▸ **Ihre Aufgaben**:
(1) Erläutern Sie anhand des Kommentars über Trump und Vance, worin Vance bei der Münchner Sicherheitskonferenz die diplomatischen Gepflogenheiten missachtete.
(2) Führen Sie alle Ziele auf, die der Kommentar über Trump und Vance mit der Wendung „sie wollen“ Trump & Co. zuschreibt.
(3) Knüpfen Sie an den letzten Satz des Kommentars über Trump und Vance an und führen Sie den Text weiter.

═════ Lesetext

Wurden Trumps populistische Eskapaden in seiner ersten Amtszeit zuweilen noch wie eine politische Clownerie betrachtet, so ist nun klar, dass er einen Angriff auf die Grundlagen der Verfassungsordnung startet, auf Gewaltenteilung und Rechtsstaat. Er installiert den Machtapparat eines finanziell-technologischen Komplexes, verkörpert durch Elon Musk, den reichsten Mann der Welt, der neben dem Präsidentenschreibtisch politische Vorträge hält. Die Wirtschaft hat die Politik übernommen und organisiert sich einen entfesselten Kapitalismus, der auf nichts mehr Rücksicht nehmen muss.
Nun hat dieses Komplott gegen die Demokratie seinen Vertreter nach München geschickt. US-Vizepräsident J. D. Vance scherte sich nicht um diplomatische Gepflogenheiten, sondern sagte den Europäern bei der Münchner Sicherheitskonferenz ins Gesicht, was man im Hause Trump von ihnen hält: nichts. Die Demokratie in Europa ist ganz gewiss verbesserungs- und kritikwürdig; für Trump & Co. ist sie indessen ein maximales Ärgernis. Sie wollen viel weniger Migration, sie wollen jeder Art von Fake News und Verschwörungsdenken die Türe weit öffnen und bezeichnen alles andere als Zensur. Und sie wollen ihren maximalen wirtschaftlichen Vorteil auf Kosten aller anderen.

══════════
═════ Bereitgestellte Daten

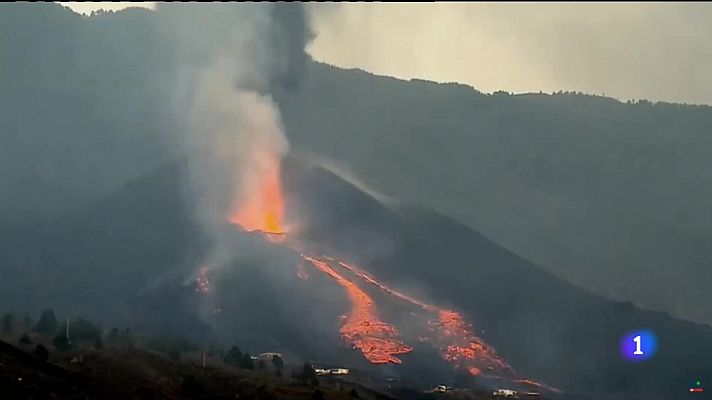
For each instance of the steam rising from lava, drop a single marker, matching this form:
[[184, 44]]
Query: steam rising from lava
[[232, 57]]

══════════

▸ **Antworten pro Aufgabe**:
(1) Vance sagte den Europäern bei der Münchner Sicherheitskonferenz ins Gesicht, was man im Hause Trump von ihnen hält, nämlich nichts. Darin sieht der Kommentar den Verstoß gegen die diplomatischen Gepflogenheiten.

(2)
- viel weniger Migration
- jeder Art von Fake News und Verschwörungsdenken die Türe weit öffnen
- ihren maximalen wirtschaftlichen Vorteil auf Kosten aller anderen

(3)
»Es ist ein neuer Sherriff in der Stadt« – dieser auf Trump gemünzte Satz von Vance sagt alles über das Selbstverständnis. Der Weltpolizist ist wieder da, und diesmal hat er die Gedankenpolizei gleich mit dabei. Denn das ist ja das Absurde: Zwar tun Trump und Musk wie auch Weidel und Höcke so, als plädierten sie für unbegrenzte Meinungsfreiheit, tatsächlich jedoch streben sie selbst eine Meinungsdiktatur an, grenzen unliebsame Menschen aus, greifen sie an. In den USA nimmt das schon sehr konkrete regierungsamtliche Formen an, in hoher Geschwindigkeit.
Da passt es ins Bild, dass Elon Musk offen Werbung für die AfD macht. Gleiches tat nun J. D. Vance, der sich über die Brandmauer-Debatte mokierte und sich mit Alice Weidel traf. Wie es dabei ins Bild passt, dass der BSW-Abgeordnete Andrej Hunko begrüßt, dass die neue US-Regierung »den Finger in die Wunde des prekären Zustands europäischer Demokratie« legt, das müsste das BSW erklären. Ausgerechnet eine Regierung, die aus ultrarechten Superreichen besteht und deren Chef vor vier Jahren seine Anhänger aufrief, das Parlament zu stürmen, weil ihm das Wahlergebnis nicht passte. Jetzt allerdings kann Trump den Staat von innen aushöhlen, wie er will. Und gleiches empfiehlt er offensichtlich den Deutschen und der AfD.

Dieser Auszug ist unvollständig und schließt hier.